*DATA LINES:*
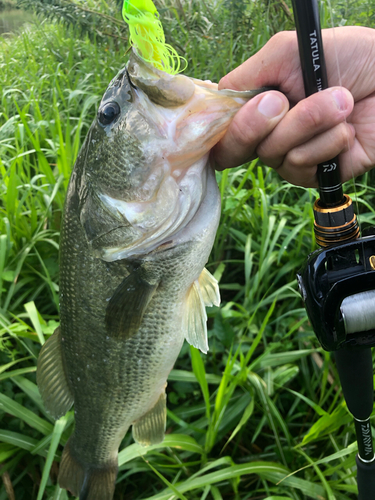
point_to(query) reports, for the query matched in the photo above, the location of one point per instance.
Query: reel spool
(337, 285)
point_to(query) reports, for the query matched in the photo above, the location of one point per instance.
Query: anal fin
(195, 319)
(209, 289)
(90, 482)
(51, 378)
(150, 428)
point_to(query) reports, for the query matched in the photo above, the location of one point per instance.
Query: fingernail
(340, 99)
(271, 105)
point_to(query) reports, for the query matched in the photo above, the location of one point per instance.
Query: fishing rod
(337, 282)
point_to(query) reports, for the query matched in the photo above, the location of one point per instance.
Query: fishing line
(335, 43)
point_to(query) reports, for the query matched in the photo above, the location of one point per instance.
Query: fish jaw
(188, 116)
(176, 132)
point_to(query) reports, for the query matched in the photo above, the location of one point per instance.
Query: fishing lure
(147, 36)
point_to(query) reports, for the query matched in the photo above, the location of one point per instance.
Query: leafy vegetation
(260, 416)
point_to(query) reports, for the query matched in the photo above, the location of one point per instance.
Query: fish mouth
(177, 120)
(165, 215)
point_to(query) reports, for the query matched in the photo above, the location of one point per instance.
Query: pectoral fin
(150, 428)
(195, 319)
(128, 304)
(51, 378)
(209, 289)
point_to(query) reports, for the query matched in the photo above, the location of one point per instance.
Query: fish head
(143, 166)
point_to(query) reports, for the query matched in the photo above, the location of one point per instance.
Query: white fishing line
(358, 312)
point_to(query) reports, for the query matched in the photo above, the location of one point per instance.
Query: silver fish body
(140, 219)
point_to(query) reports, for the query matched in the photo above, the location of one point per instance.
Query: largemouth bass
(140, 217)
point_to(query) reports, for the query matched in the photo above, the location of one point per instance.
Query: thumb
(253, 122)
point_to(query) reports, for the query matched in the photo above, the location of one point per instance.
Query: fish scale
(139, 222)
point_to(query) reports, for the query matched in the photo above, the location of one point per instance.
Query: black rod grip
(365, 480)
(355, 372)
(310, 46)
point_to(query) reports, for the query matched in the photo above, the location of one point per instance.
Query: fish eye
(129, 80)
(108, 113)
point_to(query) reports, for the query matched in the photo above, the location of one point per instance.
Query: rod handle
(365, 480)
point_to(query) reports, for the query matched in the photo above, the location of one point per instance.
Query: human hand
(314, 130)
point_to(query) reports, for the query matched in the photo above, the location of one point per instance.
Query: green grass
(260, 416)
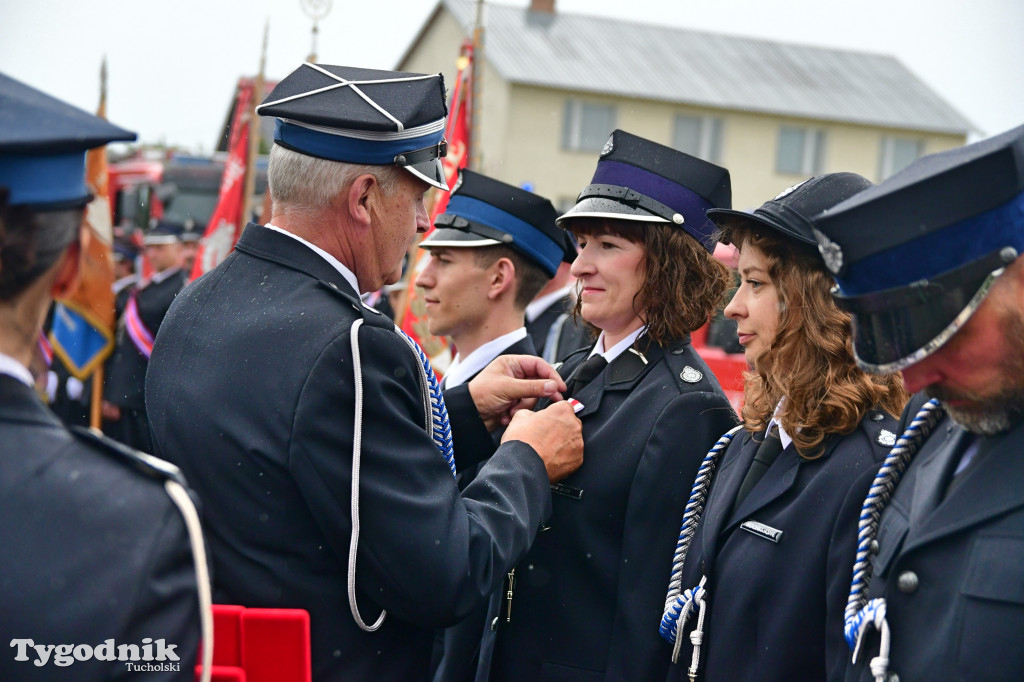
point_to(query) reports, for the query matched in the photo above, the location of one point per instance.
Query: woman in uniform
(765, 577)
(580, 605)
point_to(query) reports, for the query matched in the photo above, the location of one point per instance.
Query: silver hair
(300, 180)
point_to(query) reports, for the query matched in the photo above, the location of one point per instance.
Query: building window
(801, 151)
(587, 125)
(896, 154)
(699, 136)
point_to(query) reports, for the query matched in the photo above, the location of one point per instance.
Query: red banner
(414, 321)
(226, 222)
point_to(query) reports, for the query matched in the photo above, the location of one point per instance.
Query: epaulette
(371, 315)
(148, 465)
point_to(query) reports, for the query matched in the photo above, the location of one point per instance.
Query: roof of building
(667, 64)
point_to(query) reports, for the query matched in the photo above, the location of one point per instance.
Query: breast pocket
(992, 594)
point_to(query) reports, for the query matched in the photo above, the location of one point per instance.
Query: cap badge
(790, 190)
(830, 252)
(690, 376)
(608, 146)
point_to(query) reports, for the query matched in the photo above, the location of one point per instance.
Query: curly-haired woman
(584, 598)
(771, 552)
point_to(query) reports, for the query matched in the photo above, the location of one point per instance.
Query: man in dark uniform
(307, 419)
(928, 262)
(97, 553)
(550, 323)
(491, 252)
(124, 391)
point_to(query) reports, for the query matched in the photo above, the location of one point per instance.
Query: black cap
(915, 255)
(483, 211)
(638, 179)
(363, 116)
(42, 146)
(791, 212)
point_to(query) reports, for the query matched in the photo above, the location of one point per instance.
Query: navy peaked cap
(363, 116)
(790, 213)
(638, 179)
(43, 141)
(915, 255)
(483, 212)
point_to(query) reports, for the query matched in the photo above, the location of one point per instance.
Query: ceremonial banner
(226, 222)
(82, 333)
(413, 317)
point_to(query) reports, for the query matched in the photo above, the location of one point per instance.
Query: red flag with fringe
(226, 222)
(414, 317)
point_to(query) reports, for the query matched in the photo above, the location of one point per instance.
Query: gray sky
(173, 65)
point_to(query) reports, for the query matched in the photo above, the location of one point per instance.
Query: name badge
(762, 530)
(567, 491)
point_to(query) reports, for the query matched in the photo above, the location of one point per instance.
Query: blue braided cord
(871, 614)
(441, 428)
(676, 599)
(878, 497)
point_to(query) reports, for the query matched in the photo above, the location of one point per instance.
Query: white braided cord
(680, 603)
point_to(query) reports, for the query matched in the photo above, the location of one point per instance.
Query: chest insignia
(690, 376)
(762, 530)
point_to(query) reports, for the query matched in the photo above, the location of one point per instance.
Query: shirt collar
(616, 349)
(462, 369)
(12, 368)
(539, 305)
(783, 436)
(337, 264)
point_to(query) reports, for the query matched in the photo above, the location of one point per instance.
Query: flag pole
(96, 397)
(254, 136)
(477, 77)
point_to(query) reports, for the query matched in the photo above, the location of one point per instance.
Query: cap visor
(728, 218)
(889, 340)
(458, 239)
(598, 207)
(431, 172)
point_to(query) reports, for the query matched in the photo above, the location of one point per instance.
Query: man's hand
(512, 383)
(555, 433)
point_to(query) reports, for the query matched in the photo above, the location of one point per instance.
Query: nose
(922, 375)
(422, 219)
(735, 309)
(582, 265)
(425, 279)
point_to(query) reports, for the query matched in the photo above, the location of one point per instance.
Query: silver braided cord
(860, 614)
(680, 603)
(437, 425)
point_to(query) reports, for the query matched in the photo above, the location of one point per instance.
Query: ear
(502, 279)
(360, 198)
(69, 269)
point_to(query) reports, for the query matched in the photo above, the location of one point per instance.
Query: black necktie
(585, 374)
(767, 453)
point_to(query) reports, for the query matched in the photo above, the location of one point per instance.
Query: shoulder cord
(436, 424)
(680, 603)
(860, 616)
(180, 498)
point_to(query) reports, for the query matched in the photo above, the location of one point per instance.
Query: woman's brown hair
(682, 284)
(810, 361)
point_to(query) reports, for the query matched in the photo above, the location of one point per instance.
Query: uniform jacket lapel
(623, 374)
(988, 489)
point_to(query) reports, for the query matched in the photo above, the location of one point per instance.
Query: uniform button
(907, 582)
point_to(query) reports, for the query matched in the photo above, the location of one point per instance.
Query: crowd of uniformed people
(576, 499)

*WHAT IS NEEDED:*
Leave out the pictures and restate everything else word for word.

*COMPLETE RESPONSE:*
point_to(query) reports, for the query matched in the photo above, the location of one point per instance.
Query: reel spool
(337, 285)
point_to(query) reports, for the query matched in the photo above, the location of one point per instance.
Query: anal fin
(195, 319)
(209, 289)
(90, 482)
(51, 378)
(150, 428)
point_to(query) reports, for the query matched in the photo above, the location of one point per instance.
Query: fingernail
(340, 99)
(271, 105)
point_to(query) reports, for the query matched in the photo above, the location of one point per instance.
Query: fishing rod
(337, 282)
point_to(query) reports, for the query matched in the photo above, the location of one point per instance.
Query: fishing line
(335, 43)
point_to(query) reports, for the query matched in the photo above, the location of one point per instance.
Query: fish jaw
(188, 116)
(176, 132)
point_to(query) reports, for the query matched in the photo above, the location of one point per instance.
Query: fishing lure
(147, 36)
point_to(query) reports, for the query matched in the photo above, the location of one point per instance.
Query: leafy vegetation
(260, 416)
point_to(query) reports, for the query matched in the photo above, the location of one point per instance.
Query: fish mouth
(177, 120)
(165, 215)
point_to(query) reports, for the query matched in the photo above, the location of one point per instance.
Query: pectoral fin
(150, 428)
(195, 319)
(128, 304)
(51, 378)
(209, 289)
point_to(query) reports, for the query matched in the photo above, the location of one point per instance.
Query: fish head
(143, 166)
point_to(query) reports, for the query matched in the photo above, the location of one point per instance.
Query: white fishing line
(358, 312)
point_to(query) reports, for the query matched in the photo above, the location of one point per instance.
Query: silver fish body
(140, 219)
point_to(query) reports, for the query matched in the photo above, the location of one point per instance.
Query: largemouth bass
(140, 217)
point_to(query) reports, for the query matched in the photo above, the location of one point per instance.
Query: thumb
(253, 122)
point_to(query) reports, for the query matched in the photo above, the location of one point per instance.
Query: fish scale
(139, 222)
point_to(query) reports, for the query matched in the photo above, the location of one point per instance.
Query: black rod grip
(365, 480)
(355, 372)
(310, 46)
point_to(query) reports, for the query matched in the photo above, the location of one point per instance.
Query: fish eye
(129, 80)
(108, 113)
point_to(query) reports, for the query matched in the photo above, the location of one point per instance.
Query: rod handle
(365, 480)
point_to(query) reports, for the query matched in the photo above, the location of one point per instance.
Query: human hand
(314, 130)
point_to(query) reports, for the query matched in the photo above, the location of one point per instance.
Query: green grass
(260, 416)
point_to(query) reports, for the query matched in the photo above, the location of one point per instance.
Query: woman in uniform
(765, 577)
(580, 605)
point_to(query) reports, for the query matched in the photo above, the location of one point per instance.
Query: silver hair
(300, 180)
point_to(query) reports, for the query matched in the photo above, the location of one point per instance.
Query: building window
(801, 151)
(587, 125)
(896, 154)
(699, 136)
point_to(query) reports, for the query matched in the photo above, the location of one point per instance.
Query: red banner
(414, 321)
(226, 222)
point_to(query) reports, for the query matched in the photo above, the location of one point per instance.
Query: epaulette
(371, 315)
(148, 465)
point_to(query) reports, for the query matched in the photo above, the location of one point per instance.
Query: roof of building
(667, 64)
point_to(query) reports, for the query matched in the photo above, the location of one point per instance.
Query: breast pocket
(992, 594)
point_to(query) reports, for the query matched in the photo above, the location of one point per instance.
Query: cap badge
(790, 190)
(830, 252)
(690, 376)
(608, 146)
point_to(query) reports, for the query matched in the photo above, the location of one point per instance.
Query: curly-haired woman
(584, 598)
(771, 552)
point_to(query) reports, for the query matched in the photo above, the location of one point per instance.
Query: man in dark uniform
(307, 419)
(928, 262)
(97, 553)
(550, 323)
(491, 252)
(124, 391)
point_to(query) reports, for the query matched in the photo above, the location of one point per instance.
Query: black cap
(915, 255)
(483, 211)
(638, 179)
(363, 116)
(42, 146)
(791, 212)
point_to(query) reports, for the query matched in the photo above, the location of one point per instance.
Query: navy peaked cap
(363, 116)
(790, 213)
(638, 179)
(43, 141)
(915, 255)
(483, 212)
point_to(query) reports, for the query matched in the photo above, the location of one point per instance.
Query: ceremonial banner
(226, 222)
(82, 333)
(413, 317)
point_to(query) reports, for the query matched in the photo above, the location of one point per instance.
Query: red flag with fringe
(226, 222)
(414, 317)
point_to(query) reports, for the query matched in the photo above, the location of one point per instance.
Query: gray sky
(173, 65)
point_to(query) reports, for the query matched in the photo above, the location of one point per instance.
Query: name badge
(762, 530)
(567, 491)
point_to(query) reports, for the query matched in the photo above, the location of one point per instance.
Query: blue braided cord
(871, 614)
(441, 428)
(676, 599)
(878, 497)
point_to(query) reports, for the query matched in the photo above, the location of one point per instance.
Query: white braided cord
(680, 603)
point_to(query) reports, for the query matched in the photo above, the location of one point per instance.
Query: chest insignia
(690, 376)
(762, 530)
point_to(query) reports, for the query matched in the photo above, the location of one point per instance.
Query: shirt collar
(616, 349)
(462, 369)
(12, 368)
(539, 305)
(783, 436)
(337, 264)
point_to(query) reports, for the query matched in the photo above, the location of one point per instance.
Query: flag pole
(96, 397)
(254, 136)
(477, 77)
point_to(query) reports, for the query matched in the photo above, the location of one point per instance.
Query: cap visor
(728, 218)
(889, 340)
(458, 239)
(598, 207)
(431, 172)
point_to(query) reports, for the query matched in the photo above, the location of one point per instance.
Query: man's hand
(512, 383)
(555, 433)
point_to(query) reports, for the query matched in the photo above, the location of one point per instance.
Query: nose
(922, 375)
(422, 219)
(735, 309)
(582, 265)
(425, 279)
point_to(query) reports, for the query matched in the photo above, the location of one point per instance.
Query: silver braided cord
(860, 614)
(680, 603)
(437, 425)
point_to(query) reports, for the query matched in the photo above, the location of one point per instance.
Query: ear
(502, 279)
(360, 198)
(69, 269)
point_to(query) reports, for the query matched in the photo above, the location of one point per instance.
Query: black necktie
(585, 374)
(767, 453)
point_to(query) reports, for the query matched in the photo above, the location of one point per instance.
Query: shoulder cord
(436, 424)
(680, 603)
(860, 616)
(180, 498)
point_to(query) reports, for the query matched in the photo above, the location of one point per instance.
Query: woman's brown hair
(682, 284)
(810, 361)
point_to(query) reports, for the query matched in the photo above, the location of one point per instance.
Query: uniform jacket lapel
(623, 374)
(988, 489)
point_to(query) reports, for the query matched in the photo above, the location of one point per instance.
Query: uniform button
(907, 582)
point_to(query) reports, for the query matched in the photo above, the location of one point per instance.
Query: crowd of uniformed people
(576, 499)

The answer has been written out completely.